**WRITTEN EXERCISE**
Answer these questions about the joke post below:
1. What date appears next to "PR"?
2. Which number does the poster give to the item introduced as "my personal favorite"?
3. What reply is given to the question about putting a toilet seat down?

# Man Joke



## PR (Mar 28, 2005)

*The Why's of Men *

1. WHY DO MEN BECOME SMARTER DURING SEX?
(because they are plugged into a genius)

2. WHY DON'T WOMEN BLINK DURING SEX?
(they don't have enough time)

3. WHY DOES IT TAKE 1 MILLION SPERM TO FERTILIZE ONE EGG?
(they don't stop to ask directions)

4. WHY DO MEN SNORE WHEN THEY LIE ON THEIR BACKS?
(because their balls fall over their butt-hole and they vapor lock)
(You're laughing, aren't you?!?!)

5. WHY WERE MEN GIVEN LARGER BRAINS THAN DOGS?
(so they won't hump women's legs at cocktails parties)

6. WHY DID GOD MAKE MEN BEFORE WOMEN?
(you need a rough draft before you make a final copy)

7. HOW MANY MEN DOES IT TAKE TO PUT A TOILET SEAT DOWN?
(don't know.....it never happened)

( C'mon guys, we laugh at your blonde jokes!)

And my personal favorite:
8 WHY DID GOD PUT MEN ON EARTH?
(because a vibrator can't mow the lawn)

Remember, if you haven't got a smile on your face and
laughter in your heart......Then you are just an old sour fart.

**EXTRACTED DATA**
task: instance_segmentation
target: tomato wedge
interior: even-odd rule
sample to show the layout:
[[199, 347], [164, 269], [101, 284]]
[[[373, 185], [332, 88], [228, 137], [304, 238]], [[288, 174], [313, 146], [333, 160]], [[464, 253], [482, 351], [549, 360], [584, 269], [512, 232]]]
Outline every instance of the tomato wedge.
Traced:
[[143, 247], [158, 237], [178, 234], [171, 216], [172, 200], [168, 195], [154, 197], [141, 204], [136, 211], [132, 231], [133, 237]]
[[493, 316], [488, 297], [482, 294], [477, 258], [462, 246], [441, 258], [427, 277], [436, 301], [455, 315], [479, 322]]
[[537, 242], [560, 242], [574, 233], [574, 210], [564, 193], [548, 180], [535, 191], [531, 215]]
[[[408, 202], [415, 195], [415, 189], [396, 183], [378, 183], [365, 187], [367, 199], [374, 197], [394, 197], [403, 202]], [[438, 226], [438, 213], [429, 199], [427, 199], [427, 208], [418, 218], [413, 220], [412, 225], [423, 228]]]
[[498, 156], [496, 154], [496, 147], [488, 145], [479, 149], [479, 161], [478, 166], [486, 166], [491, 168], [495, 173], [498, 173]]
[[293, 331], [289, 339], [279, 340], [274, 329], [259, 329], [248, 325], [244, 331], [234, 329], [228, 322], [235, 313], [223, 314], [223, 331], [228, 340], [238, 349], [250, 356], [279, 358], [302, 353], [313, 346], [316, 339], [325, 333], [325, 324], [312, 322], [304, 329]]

**OUTPUT**
1. Mar 28, 2005
2. 8
3. "don't know.....it never happened"